## Stated exercise
Lay out the items starting at the line containing "Detect every ski track" and ending at the line containing "[[0, 0, 730, 149], [507, 0, 542, 10]]", both included, as a two-column CSV with the header item,answer and one row per item. Put each item's text and its answer in one quoted field apiece, with any line breaks replaced by spaces.

--- Begin Provided data ---

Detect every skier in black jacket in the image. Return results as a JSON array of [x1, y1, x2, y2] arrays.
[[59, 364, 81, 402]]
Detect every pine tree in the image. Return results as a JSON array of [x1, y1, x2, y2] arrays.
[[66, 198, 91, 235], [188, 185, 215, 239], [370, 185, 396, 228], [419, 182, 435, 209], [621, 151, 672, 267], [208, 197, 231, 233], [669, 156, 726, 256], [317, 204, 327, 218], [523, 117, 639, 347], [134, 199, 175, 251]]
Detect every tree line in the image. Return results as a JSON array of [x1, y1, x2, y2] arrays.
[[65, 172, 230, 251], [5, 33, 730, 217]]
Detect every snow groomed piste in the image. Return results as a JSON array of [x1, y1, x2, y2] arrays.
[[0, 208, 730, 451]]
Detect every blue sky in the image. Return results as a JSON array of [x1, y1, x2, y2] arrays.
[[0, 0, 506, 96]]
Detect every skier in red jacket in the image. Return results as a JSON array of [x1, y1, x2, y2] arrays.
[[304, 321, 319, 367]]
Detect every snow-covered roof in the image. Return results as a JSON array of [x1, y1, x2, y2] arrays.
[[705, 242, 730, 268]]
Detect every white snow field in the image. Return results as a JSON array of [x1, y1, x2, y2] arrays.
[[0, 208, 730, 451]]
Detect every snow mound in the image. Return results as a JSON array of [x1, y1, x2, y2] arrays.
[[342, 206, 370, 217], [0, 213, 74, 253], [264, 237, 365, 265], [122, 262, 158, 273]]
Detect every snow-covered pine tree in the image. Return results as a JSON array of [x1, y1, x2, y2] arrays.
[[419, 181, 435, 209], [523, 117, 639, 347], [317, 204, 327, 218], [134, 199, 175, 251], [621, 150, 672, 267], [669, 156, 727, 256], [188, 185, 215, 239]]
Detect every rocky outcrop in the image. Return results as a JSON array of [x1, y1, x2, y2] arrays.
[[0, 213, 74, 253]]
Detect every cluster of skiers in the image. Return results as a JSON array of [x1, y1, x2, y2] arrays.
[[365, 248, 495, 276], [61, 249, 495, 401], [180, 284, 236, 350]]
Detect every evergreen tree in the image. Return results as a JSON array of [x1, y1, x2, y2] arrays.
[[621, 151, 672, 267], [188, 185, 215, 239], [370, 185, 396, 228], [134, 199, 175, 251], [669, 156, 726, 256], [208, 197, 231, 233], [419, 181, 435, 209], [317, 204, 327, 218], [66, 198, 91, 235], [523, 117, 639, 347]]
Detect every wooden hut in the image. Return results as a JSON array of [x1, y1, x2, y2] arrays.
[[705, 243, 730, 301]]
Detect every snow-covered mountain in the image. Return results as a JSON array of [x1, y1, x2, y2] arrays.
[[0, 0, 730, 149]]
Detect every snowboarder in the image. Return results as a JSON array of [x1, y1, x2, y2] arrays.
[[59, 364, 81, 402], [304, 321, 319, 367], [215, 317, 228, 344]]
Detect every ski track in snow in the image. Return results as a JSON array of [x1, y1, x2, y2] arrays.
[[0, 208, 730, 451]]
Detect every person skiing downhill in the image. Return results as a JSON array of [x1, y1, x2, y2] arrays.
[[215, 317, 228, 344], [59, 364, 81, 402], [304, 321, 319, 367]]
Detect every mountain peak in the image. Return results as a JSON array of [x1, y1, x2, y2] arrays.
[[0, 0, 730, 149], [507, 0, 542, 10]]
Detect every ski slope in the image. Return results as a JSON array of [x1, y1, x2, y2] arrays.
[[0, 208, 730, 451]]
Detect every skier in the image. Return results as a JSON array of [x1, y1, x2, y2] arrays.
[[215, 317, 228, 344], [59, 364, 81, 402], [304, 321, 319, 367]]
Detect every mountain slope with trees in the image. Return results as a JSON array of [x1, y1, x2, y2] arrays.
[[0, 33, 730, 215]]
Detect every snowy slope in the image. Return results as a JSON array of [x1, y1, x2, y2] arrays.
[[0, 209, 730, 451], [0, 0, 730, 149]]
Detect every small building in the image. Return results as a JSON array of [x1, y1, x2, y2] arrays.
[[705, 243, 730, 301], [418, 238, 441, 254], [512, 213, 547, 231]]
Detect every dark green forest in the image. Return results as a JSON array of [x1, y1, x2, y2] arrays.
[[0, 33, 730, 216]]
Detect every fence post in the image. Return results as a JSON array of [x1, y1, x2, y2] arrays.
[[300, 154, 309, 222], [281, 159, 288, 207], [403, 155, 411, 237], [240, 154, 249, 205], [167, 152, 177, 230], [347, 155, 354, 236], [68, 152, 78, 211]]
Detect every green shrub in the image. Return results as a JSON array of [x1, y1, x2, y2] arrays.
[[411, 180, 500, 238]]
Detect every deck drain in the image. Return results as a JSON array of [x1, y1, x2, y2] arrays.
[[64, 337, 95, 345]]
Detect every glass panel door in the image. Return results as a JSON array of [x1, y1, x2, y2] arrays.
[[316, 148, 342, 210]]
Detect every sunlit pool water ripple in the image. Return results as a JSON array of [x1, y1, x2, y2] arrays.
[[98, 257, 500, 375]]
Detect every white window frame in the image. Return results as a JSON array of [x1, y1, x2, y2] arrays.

--- End Provided data ---

## Finished task
item,answer
"Detect every ski track in snow in the image. Return results as a JSON array of [x1, y1, x2, y2] arrays.","[[0, 208, 730, 451]]"
"Detect every person skiing downhill in the image. Return results as a JSON array of [x1, y1, x2, y2] arrays.","[[215, 317, 228, 344], [59, 364, 81, 402], [304, 321, 319, 367]]"
"Detect every mountain peak in the image. Return results as a JSON array of [x1, y1, x2, y2] arrays.","[[0, 0, 730, 149], [507, 0, 542, 10]]"